• Stored data
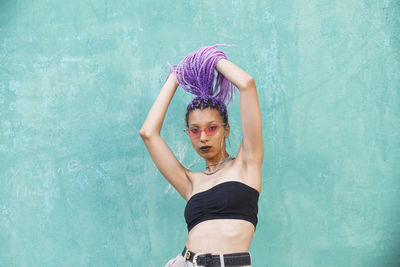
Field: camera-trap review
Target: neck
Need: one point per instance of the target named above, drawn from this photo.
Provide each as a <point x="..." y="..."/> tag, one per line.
<point x="213" y="163"/>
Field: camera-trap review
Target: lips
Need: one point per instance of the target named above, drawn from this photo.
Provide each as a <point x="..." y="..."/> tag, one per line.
<point x="205" y="148"/>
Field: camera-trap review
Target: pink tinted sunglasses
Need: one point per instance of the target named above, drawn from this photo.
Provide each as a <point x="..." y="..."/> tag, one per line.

• Task description
An exact repeat of the lines from the one containing "Target: neck" through the final line above, both included, is the whole answer.

• Response
Target: neck
Need: one point per instance of the target named above, drawn from this photo.
Provide each as a <point x="..." y="..."/> tag, one per line.
<point x="213" y="163"/>
Field: camera-trap review
Target: lips
Need: one point per instance of the target named above, drawn from this photo.
Provide each as a <point x="..." y="..."/> tag, one per line.
<point x="205" y="148"/>
Field: camera-trap review
Target: pink tinted sunglasses
Need: one point per instance of the target named above, drawn from this photo.
Provide each as a <point x="..." y="..."/> tag, one per line.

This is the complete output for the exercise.